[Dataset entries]
(begin)

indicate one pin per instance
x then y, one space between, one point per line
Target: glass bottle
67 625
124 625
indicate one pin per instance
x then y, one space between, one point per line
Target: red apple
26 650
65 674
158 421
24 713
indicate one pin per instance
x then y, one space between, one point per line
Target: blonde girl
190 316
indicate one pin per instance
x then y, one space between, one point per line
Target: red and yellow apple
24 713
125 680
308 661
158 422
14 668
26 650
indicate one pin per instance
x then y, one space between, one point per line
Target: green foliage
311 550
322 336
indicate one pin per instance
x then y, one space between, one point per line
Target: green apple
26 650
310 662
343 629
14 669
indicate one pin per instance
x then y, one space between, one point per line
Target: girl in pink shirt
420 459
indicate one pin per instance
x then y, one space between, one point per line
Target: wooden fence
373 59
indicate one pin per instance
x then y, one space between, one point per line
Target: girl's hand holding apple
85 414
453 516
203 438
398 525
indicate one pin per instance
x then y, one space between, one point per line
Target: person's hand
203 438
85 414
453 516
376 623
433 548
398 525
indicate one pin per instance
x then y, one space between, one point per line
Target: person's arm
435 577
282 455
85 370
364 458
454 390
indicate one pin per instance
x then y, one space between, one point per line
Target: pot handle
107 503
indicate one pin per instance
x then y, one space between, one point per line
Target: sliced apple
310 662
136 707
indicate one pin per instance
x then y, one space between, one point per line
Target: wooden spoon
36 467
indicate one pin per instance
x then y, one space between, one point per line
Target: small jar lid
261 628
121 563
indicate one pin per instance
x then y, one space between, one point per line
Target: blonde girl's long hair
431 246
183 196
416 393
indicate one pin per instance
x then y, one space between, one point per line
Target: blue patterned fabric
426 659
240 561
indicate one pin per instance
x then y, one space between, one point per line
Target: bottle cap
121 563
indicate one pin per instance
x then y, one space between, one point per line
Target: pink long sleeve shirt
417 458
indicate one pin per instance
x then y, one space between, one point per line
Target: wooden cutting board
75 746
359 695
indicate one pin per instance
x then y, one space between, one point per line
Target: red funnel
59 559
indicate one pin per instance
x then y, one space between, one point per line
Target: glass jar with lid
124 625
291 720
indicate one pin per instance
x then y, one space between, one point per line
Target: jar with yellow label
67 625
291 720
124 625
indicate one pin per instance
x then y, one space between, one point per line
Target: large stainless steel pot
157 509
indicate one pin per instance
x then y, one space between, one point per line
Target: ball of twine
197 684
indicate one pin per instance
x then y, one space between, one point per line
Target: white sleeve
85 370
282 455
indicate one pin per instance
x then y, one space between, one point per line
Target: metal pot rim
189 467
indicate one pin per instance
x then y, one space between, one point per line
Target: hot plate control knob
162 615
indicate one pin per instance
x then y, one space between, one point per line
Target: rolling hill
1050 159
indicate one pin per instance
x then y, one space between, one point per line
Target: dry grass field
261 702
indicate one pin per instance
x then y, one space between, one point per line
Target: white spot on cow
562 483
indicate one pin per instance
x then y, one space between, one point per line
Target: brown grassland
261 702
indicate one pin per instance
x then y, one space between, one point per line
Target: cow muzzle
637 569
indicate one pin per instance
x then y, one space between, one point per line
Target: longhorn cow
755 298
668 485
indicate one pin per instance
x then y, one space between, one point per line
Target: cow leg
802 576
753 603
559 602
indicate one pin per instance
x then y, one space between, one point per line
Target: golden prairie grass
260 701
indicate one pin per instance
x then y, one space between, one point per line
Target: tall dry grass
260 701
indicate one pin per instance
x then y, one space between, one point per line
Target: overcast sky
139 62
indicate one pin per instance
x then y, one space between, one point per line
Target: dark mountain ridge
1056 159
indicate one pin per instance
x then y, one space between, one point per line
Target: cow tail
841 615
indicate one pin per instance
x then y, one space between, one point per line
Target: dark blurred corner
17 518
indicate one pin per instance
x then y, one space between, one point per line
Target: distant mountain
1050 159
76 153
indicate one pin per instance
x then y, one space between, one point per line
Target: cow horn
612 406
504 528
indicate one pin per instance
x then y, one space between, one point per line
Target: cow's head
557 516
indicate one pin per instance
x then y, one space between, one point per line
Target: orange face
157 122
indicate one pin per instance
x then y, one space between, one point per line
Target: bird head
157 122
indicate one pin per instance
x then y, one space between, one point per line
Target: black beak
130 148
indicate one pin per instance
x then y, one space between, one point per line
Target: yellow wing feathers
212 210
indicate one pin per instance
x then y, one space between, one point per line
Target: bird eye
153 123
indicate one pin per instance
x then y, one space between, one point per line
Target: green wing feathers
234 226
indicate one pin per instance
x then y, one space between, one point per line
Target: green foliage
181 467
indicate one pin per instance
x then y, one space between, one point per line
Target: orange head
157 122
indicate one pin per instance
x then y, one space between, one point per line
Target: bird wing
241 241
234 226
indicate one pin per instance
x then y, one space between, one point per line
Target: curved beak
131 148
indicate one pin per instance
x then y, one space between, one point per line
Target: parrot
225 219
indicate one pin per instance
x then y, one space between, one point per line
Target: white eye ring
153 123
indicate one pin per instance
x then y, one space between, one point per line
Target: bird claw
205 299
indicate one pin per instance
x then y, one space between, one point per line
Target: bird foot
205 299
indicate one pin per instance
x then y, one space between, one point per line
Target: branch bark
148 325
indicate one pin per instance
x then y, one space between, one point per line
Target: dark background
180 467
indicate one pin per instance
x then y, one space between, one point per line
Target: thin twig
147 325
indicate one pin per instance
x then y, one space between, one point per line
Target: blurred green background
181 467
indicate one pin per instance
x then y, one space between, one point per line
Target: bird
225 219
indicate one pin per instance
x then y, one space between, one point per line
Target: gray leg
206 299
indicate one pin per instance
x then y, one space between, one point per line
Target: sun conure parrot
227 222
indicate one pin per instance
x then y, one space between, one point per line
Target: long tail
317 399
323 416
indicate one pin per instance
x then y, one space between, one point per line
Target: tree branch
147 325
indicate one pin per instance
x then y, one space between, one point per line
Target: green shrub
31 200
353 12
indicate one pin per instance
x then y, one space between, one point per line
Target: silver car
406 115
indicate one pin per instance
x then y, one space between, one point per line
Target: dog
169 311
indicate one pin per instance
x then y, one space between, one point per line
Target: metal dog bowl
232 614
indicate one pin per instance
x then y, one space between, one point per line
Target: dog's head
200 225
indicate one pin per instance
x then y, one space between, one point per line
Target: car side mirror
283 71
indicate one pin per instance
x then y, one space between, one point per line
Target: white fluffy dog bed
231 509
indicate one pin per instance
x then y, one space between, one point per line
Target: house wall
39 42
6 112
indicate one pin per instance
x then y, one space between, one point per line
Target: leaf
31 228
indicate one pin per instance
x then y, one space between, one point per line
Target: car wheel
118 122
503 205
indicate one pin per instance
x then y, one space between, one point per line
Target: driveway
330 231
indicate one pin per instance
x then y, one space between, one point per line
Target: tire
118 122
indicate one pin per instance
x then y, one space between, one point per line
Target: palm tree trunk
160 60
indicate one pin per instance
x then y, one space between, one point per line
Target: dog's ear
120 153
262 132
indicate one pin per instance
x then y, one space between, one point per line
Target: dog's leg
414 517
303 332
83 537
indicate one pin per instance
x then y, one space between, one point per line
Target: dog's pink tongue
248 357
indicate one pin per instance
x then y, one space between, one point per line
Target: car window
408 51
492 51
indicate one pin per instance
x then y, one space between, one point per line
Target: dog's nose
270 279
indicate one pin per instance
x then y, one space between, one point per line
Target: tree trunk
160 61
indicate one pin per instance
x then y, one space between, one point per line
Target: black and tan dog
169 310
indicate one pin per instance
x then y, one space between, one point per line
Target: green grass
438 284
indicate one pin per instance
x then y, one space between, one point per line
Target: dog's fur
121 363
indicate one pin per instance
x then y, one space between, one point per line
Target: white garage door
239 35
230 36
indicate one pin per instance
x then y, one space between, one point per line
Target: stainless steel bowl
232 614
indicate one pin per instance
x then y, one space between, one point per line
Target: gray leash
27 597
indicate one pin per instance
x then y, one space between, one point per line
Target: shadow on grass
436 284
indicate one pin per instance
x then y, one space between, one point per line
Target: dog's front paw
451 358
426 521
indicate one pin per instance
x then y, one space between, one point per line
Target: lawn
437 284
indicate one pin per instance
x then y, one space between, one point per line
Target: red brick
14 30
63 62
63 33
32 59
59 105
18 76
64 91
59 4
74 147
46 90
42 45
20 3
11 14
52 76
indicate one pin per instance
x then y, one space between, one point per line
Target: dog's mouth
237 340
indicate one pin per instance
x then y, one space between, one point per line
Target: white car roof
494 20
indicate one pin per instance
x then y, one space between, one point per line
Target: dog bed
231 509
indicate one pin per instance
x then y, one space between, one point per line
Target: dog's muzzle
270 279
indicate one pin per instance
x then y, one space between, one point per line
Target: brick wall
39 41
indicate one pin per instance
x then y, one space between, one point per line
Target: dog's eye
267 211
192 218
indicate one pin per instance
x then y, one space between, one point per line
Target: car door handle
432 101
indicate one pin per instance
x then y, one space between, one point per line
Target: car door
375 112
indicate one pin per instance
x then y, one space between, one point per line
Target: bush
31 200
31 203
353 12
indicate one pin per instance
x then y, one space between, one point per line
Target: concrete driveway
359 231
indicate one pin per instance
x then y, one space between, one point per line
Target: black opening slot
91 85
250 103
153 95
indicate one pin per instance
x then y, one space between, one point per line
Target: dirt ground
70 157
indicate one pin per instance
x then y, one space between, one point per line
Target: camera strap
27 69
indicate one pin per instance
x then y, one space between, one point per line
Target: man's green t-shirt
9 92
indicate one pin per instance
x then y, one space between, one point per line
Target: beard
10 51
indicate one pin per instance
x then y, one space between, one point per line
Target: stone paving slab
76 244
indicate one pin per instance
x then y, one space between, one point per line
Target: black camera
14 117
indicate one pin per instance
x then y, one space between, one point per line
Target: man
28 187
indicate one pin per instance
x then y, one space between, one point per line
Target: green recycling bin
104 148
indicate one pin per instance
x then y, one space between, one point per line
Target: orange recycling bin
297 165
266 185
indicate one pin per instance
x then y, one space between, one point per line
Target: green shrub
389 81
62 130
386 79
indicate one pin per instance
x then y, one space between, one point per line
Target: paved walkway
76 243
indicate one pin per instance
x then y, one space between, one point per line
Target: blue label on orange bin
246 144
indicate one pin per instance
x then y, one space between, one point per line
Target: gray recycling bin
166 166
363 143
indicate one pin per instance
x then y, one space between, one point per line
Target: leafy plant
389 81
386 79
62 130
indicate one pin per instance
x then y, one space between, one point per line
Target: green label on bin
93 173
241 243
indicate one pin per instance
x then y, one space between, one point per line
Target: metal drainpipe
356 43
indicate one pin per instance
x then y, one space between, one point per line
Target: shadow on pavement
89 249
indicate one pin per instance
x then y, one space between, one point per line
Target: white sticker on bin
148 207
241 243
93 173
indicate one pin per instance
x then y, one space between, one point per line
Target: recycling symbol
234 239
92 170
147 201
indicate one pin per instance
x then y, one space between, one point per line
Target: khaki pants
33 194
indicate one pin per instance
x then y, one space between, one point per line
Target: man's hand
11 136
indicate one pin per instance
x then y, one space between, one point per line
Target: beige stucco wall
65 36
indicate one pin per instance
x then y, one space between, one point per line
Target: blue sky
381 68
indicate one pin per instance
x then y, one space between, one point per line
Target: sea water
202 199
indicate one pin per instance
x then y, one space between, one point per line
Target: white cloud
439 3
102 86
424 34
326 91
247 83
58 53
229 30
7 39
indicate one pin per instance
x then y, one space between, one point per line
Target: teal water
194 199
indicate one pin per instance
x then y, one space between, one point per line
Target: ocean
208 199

(end)

* Exercise objective: Pull out every line of the dataset entries above that contains the word "metal", and list them in the order they appear.

* Correct response:
Target: metal pot rim
Target: metal dog bowl
Target: metal drainpipe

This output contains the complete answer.